Exercise instructions —
Output each record below exactly, and include all of them.

[Referring expression pointing data]
◆ ◆ ◆
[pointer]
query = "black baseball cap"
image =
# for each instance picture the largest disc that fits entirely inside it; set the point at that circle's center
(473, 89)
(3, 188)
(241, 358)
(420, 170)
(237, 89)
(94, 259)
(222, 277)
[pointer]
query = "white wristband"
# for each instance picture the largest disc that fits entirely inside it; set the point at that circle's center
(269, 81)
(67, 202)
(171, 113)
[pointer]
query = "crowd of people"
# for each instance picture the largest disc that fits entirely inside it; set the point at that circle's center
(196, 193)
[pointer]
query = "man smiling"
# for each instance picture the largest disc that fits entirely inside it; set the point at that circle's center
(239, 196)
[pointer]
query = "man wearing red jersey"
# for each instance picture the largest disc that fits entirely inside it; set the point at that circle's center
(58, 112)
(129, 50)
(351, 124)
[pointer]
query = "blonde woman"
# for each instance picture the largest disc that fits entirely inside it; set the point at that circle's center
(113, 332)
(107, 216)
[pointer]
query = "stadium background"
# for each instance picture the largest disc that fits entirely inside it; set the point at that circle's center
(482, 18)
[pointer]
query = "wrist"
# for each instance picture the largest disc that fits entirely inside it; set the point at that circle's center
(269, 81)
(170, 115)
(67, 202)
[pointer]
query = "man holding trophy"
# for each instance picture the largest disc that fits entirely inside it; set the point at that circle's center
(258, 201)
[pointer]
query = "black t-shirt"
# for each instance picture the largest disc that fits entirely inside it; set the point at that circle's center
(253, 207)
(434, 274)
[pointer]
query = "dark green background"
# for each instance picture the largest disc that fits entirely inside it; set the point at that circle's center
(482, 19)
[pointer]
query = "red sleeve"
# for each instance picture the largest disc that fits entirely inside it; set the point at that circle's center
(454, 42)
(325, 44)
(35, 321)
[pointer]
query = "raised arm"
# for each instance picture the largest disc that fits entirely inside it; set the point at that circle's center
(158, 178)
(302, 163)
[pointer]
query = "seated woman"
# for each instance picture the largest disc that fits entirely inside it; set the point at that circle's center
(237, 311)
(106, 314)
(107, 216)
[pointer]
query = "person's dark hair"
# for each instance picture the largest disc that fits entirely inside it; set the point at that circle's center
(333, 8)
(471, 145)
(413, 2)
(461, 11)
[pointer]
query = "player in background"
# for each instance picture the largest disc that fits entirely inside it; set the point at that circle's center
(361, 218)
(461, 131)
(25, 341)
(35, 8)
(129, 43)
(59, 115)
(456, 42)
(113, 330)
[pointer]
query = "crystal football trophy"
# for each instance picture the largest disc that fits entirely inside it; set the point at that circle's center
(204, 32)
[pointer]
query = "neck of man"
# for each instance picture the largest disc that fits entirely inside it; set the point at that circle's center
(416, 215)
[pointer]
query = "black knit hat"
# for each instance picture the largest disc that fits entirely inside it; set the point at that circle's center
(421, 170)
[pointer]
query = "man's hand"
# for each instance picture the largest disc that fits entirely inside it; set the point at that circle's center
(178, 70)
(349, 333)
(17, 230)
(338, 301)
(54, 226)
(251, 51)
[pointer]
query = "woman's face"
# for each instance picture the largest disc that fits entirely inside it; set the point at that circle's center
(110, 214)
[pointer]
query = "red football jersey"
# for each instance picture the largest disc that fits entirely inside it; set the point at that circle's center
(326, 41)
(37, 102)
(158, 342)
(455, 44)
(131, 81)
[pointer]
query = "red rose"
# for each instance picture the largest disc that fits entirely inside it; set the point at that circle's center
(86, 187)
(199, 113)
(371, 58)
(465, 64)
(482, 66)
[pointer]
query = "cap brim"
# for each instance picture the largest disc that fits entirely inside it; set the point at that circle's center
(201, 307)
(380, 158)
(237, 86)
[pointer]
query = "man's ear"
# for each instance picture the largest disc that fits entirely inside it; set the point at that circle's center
◆ ◆ ◆
Answer section —
[pointer]
query = "black baseball cap"
image =
# for each instance picture the largest disc that fits entirely inside it; set the point at that circle's center
(473, 89)
(3, 188)
(241, 358)
(420, 170)
(237, 89)
(94, 259)
(222, 277)
[pointer]
query = "white wristband"
# for each instance picture the largest disc that fits entirely inside it; set the point at that circle's center
(269, 81)
(67, 202)
(171, 113)
[pointer]
query = "crowd of people"
# for each instance picture the largest disc that fits entirely inside it; set the point at that circle's center
(196, 193)
[pointer]
query = "man smiling"
# for each instance picture the largest disc that fits entirely inside it; set the point at that circle's center
(239, 196)
[pointer]
query = "man wearing red jersey"
# for each instance picture the largest disc that fits entirely inside it; set the point at that circle's center
(58, 112)
(129, 50)
(351, 124)
[pointer]
query = "blonde woman"
# for each instance picture the largest disc that fits entirely inside it; set the point at that circle's center
(113, 332)
(107, 216)
[pointer]
query = "stadium background"
# for each instance picture the largest disc that fits entirely inside it; set the point at that circle's center
(482, 18)
[pointer]
query = "wrist"
# for each instance picture the largest disc that fits entirely inside it; set the point at that circle's center
(269, 81)
(170, 115)
(67, 202)
[pointer]
query = "man holding trophy"
# for each instance picture the largest disc that fits entirely inside it; set the point at that circle's center
(258, 201)
[pointer]
query = "black t-shirt"
# for each instance picture the largest disc that fits entirely inside it; set the point at that circle's center
(253, 207)
(434, 274)
[pointer]
query = "dark green background"
# for each instance picture the largest disc that fits entirely inside it; set the point at that circle's center
(482, 19)
[pointer]
query = "red sleeve"
# for each instance picture the largest disc that fits entirely inside it; set the point at that circle's center
(454, 42)
(325, 44)
(35, 321)
[pointer]
query = "raised arm"
# for each instance picture the largest disc that fits entirely inside it; set the point at that circle's center
(158, 178)
(302, 163)
[pointer]
query = "seated woman"
# for each instance picture the largest disc that fits entirely inside it; set the point at that circle's center
(237, 311)
(106, 314)
(107, 216)
[pointer]
query = "person's dark hair"
# for each instance picture the largest disc that fits entirely inside it; set the point at that circle's center
(333, 8)
(471, 145)
(413, 2)
(461, 11)
[pointer]
query = "player in background"
# for each instance picture the largest disc that fits entirely inside it; set the point at that circle's center
(361, 218)
(461, 131)
(25, 341)
(35, 8)
(129, 43)
(59, 115)
(456, 42)
(113, 330)
[pointer]
query = "crystal football trophy"
# for each instance picture the largest disc that fits entirely inside it; set the point at that circle's center
(204, 32)
[pointer]
query = "neck of man"
# for each instance picture the largest disc that fits entirely inside it; set the point at that circle's center
(416, 215)
[pointer]
query = "black knit hat"
# for each instance picture the largest disc that fits entirely inside it; set the point at that circle's center
(421, 170)
[pointer]
query = "man's hand"
# for each instance picture the largest disc that fits entirely inside it; set the point at that circle's center
(178, 70)
(349, 333)
(17, 230)
(338, 301)
(54, 226)
(251, 51)
[pointer]
query = "woman's face"
# for each instance picture the largest disc that fits entirely inside it; set the point at that circle's center
(110, 214)
[pointer]
query = "red football jersey"
# for each instance picture the largest disc that fits entirely inside it; set the point at that circle's center
(326, 41)
(37, 102)
(158, 342)
(455, 44)
(131, 81)
[pointer]
query = "red rose"
# for each instance picture the largest disc that fits entirely inside it; set the point at that circle's center
(86, 187)
(199, 113)
(371, 58)
(465, 64)
(482, 66)
[pointer]
query = "cap brim"
# for each instance picture the largest disc that fits entirely inside it; set the point at that circle's center
(201, 307)
(380, 158)
(237, 86)
[pointer]
query = "man's ear"
# for each instance picture the largest disc that fits entirely inside it; set the point at that circle's center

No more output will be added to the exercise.